DATA TO USE: Begin

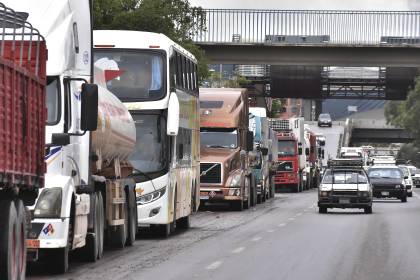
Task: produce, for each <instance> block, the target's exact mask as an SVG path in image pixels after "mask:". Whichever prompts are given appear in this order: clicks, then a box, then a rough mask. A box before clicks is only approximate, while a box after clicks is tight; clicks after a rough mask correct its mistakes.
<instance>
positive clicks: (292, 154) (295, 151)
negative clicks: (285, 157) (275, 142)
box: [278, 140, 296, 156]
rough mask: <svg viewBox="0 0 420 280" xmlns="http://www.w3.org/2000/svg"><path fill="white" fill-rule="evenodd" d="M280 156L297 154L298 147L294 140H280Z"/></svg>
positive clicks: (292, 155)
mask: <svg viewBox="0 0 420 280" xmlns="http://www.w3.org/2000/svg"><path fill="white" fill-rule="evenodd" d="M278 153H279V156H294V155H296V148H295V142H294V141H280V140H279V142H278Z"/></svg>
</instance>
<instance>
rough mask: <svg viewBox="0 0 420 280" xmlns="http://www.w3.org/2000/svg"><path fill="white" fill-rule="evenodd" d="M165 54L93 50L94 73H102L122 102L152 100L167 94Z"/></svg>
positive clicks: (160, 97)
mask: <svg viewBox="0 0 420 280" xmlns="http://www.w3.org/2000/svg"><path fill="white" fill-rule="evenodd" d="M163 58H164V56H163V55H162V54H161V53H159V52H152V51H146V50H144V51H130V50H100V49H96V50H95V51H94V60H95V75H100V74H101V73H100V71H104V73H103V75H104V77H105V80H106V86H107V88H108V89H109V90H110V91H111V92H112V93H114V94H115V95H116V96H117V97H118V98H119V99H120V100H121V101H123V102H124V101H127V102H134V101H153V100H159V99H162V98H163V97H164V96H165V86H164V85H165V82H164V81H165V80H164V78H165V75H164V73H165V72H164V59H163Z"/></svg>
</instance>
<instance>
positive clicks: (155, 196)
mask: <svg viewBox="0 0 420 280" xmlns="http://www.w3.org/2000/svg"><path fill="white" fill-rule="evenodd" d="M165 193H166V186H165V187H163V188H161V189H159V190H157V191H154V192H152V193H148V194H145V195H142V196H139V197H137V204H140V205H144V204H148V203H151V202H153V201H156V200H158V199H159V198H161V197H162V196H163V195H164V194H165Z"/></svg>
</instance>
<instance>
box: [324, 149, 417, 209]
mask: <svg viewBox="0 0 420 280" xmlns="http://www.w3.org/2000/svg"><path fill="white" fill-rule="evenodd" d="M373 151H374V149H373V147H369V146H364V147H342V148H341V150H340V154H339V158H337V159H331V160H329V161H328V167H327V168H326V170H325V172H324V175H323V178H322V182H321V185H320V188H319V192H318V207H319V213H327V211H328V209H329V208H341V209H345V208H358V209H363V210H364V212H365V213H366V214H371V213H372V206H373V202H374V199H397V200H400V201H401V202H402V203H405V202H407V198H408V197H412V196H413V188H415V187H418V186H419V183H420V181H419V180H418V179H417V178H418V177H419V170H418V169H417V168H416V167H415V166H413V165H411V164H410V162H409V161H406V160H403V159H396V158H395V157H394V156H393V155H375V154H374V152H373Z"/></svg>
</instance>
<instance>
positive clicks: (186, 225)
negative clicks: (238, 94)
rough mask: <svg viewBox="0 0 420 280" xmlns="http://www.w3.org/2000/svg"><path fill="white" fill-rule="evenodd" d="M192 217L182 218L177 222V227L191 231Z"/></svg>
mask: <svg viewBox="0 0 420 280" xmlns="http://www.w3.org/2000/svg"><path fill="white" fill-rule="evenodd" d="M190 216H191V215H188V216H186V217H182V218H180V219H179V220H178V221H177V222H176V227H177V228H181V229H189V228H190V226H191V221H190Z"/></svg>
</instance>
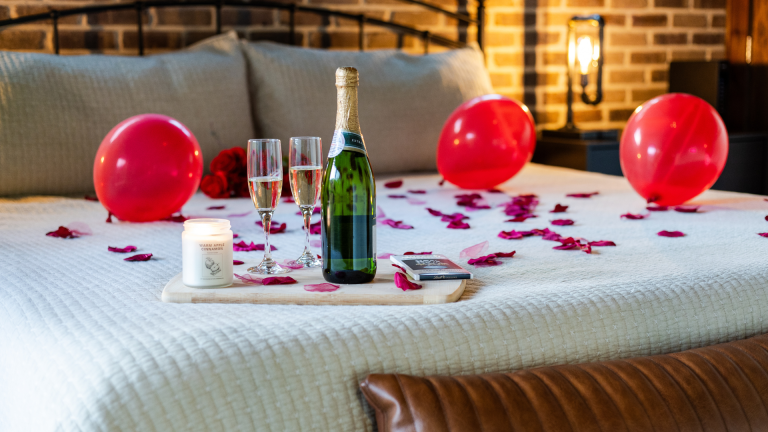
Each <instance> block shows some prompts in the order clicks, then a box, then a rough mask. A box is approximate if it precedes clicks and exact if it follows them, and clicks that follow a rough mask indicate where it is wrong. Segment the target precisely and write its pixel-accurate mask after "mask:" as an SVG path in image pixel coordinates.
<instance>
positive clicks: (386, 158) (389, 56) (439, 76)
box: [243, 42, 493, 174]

DATA TO USE: End

* EXERCISE AIM: Copy the lines of the data above exactly as written, beginning with the line containing "positive clicks: (292, 155)" and ending with the line containing "54L93 50L94 73H102L122", and leave out all other lines.

* WRITTEN ANSWER:
positive clicks: (292, 155)
mask: <svg viewBox="0 0 420 280" xmlns="http://www.w3.org/2000/svg"><path fill="white" fill-rule="evenodd" d="M278 153H279V156H294V155H296V148H295V142H294V141H280V140H279V142H278Z"/></svg>
</instance>
<instance>
rough mask: <svg viewBox="0 0 420 280" xmlns="http://www.w3.org/2000/svg"><path fill="white" fill-rule="evenodd" d="M165 54L93 50L94 73H102L122 102L152 100L167 94Z"/></svg>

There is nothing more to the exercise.